Exercise instructions:
Each entry that appears below should be restated exactly as it is.

Given information:
● ● ● ● ●

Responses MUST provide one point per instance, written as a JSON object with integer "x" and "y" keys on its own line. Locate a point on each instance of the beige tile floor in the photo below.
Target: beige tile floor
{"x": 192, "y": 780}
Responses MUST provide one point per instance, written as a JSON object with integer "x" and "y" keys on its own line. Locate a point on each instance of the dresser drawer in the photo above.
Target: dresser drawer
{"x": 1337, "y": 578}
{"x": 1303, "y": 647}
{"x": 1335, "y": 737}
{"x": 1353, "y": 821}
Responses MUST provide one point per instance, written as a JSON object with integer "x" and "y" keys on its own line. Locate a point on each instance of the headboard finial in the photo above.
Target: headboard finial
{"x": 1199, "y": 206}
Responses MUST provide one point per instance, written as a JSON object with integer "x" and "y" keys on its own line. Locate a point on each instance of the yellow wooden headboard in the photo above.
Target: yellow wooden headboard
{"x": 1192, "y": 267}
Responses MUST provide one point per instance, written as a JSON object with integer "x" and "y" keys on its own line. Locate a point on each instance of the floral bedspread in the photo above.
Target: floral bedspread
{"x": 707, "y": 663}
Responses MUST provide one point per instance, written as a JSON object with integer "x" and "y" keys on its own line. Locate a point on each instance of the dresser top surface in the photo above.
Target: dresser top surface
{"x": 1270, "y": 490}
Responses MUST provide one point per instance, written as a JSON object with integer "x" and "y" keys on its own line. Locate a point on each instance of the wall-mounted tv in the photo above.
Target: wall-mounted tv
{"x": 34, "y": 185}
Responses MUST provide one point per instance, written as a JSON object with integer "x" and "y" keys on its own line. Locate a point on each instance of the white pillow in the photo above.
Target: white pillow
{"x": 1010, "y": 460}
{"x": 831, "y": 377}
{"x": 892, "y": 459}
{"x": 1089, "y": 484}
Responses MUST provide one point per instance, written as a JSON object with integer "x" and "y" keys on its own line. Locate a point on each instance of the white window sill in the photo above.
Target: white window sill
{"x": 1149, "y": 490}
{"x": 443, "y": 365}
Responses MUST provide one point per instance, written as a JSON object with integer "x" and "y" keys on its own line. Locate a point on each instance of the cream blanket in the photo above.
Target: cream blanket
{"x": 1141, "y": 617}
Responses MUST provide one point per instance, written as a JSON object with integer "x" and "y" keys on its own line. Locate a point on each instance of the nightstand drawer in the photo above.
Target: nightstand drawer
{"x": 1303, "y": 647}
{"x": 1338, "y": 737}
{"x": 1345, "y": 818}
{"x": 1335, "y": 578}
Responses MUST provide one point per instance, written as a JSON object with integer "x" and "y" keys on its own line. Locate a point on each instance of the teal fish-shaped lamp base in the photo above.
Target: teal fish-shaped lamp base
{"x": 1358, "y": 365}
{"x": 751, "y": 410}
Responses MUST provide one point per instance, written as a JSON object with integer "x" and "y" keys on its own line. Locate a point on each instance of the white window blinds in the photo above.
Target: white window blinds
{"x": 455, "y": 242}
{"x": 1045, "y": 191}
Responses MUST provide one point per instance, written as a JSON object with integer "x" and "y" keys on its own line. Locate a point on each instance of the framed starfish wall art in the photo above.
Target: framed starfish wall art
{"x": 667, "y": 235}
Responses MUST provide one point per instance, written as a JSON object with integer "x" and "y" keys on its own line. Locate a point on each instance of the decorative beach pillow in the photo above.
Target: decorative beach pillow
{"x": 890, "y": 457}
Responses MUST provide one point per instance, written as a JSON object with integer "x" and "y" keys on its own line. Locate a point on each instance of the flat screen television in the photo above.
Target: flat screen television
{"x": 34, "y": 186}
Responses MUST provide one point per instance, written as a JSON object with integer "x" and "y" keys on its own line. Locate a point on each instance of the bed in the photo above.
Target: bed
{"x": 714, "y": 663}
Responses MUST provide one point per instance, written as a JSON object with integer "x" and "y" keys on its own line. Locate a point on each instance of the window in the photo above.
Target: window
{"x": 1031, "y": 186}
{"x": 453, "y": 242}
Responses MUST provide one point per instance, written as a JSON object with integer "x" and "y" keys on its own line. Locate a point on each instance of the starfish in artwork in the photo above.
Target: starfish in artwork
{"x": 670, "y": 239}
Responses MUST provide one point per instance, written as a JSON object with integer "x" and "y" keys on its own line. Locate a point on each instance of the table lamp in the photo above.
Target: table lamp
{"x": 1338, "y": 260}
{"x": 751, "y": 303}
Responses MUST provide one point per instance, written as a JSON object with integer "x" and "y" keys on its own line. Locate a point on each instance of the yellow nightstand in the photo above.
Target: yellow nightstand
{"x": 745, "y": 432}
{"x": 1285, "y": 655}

● ● ● ● ●

Solution to the problem:
Responses MUST provide one point per instance, written as a JSON object with integer "x" and "y" keys on its own line. Locate a point on each instance of the beige tile floor in the photo below.
Target: beige tile floor
{"x": 192, "y": 780}
Responses MUST provide one point per instance, written as a JSON object with integer "x" and "y" keys on its own line. Locate a point on each instance of the dresser drawer in the photo above.
Target: dresser drawer
{"x": 1337, "y": 578}
{"x": 1303, "y": 647}
{"x": 1335, "y": 737}
{"x": 1353, "y": 821}
Responses MUST provide one point per instance, written as a JSON object with integer "x" and "y" keys on its own line. Locate a point on each instance of the headboard finial in the photo above.
Target: headboard finial
{"x": 1199, "y": 206}
Responses MUST provide one point per instance, written as a JSON object with integer "x" and "y" keys on its own line. Locate a point on each instance of the yellow wooden headboard in the photo above.
Target: yellow wooden headboard
{"x": 1192, "y": 267}
Responses MUST provide one point per instance, written as a JSON object with integer "x" and "y" keys on its own line. Locate a point on each instance of the floral bedspread in the photo above.
Target: floral bedspread
{"x": 707, "y": 663}
Responses MUST provide one point per instance, written as a JSON object with integer "x" and "y" keys on its own line. Locate a point on each instance of the dresser top surface in the photo above.
Target: dresser top surface
{"x": 1270, "y": 490}
Responses MUST provide one point per instance, written as a JSON object with integer "x" and "y" keys on its own line. Locate a point on each instance of the wall-mounted tv in the photo above.
Target: wall-mounted tv
{"x": 34, "y": 185}
Responses MUST provide one point per instance, written as a JSON object with integer "x" and "y" keys on its own line. Locate a point on each instance of the white pillow in the photo above.
Target: white pillow
{"x": 1010, "y": 460}
{"x": 831, "y": 377}
{"x": 892, "y": 459}
{"x": 1089, "y": 484}
Responses MUST provide one point per instance, written as a JSON object with integer "x" and "y" keys on its own line. Locate a point on each instance of the white window sill in the photo above.
Target: white window sill
{"x": 1149, "y": 490}
{"x": 443, "y": 365}
Responses MUST provide one point per instance, written as a JSON object with integer "x" and "y" keys on its own line. Locate a point on each instance of the cream blanket in the photo above.
Target: cream blanket
{"x": 1141, "y": 617}
Responses MUST provide one point per instance, written as a JSON object with integer "x" and "y" keys on its own line. Locate a point on each instance of the nightstand drawer in the photo above.
Target: nightstand drawer
{"x": 1303, "y": 647}
{"x": 1338, "y": 737}
{"x": 1345, "y": 818}
{"x": 1335, "y": 578}
Responses MUST provide one point per instance, written as a JSON object with integer "x" and "y" keys on its own line. Locate a point on each instance of the teal fish-shaped lamp base in the photo above.
Target: teal fish-shaped lamp base
{"x": 1358, "y": 365}
{"x": 751, "y": 410}
Responses MUST provide one point per instance, written as a JSON object with integer "x" and "y" keys on its own line. Locate a point on each instance of the white window blinds in the photo above.
Target: white window blinds
{"x": 455, "y": 242}
{"x": 1045, "y": 191}
Responses MUST provide one point per instance, written as a JSON object with integer "x" and "y" keys on its own line. Locate a point on each instance of the framed starfish wall art in the photo above.
Target: framed starfish wall art
{"x": 667, "y": 235}
Responses MUST provide one point per instance, written as a JSON object with integer "x" and "y" keys on its own line. Locate a point on each instance of the decorative beach pillow in the photo above.
Target: decorative beach pillow
{"x": 890, "y": 457}
Responses MUST provide one point per instance, written as a JSON object with integer "x" and "y" keys on its own line. Locate a point on each instance of the flat screen television in the photo above.
Target: flat screen television
{"x": 34, "y": 186}
Responses MUST provide one point per instance, written as a JSON object with integer "x" and "y" keys on its own line. Locate a point on each instance of the bed in the photo above.
Target: bed
{"x": 714, "y": 663}
Responses MUST provide one point per instance, written as a JSON object with integer "x" and "y" keys on its own line. Locate a point on each instance of the window in the photo above.
Target: window
{"x": 1031, "y": 186}
{"x": 453, "y": 242}
Responses MUST provide one point per instance, written as a JSON object with integer "x" and "y" keys on its own line. Locate a point on each instance of the starfish in artwork in the photo above.
Target: starfish in artwork
{"x": 670, "y": 239}
Responses MUST provide one point per instance, written as a JSON object with integer "x" and "y" keys on its own line. Locate a point on each instance of the table lamp in the photo above.
Target: table lamp
{"x": 1338, "y": 260}
{"x": 751, "y": 303}
Responses MUST provide one point per instance, written as a JSON object with integer "x" and "y" keys on its own line. Locate a point on each instance of the yellow nightstand in the photo above.
Target: yellow nightstand
{"x": 745, "y": 432}
{"x": 1285, "y": 655}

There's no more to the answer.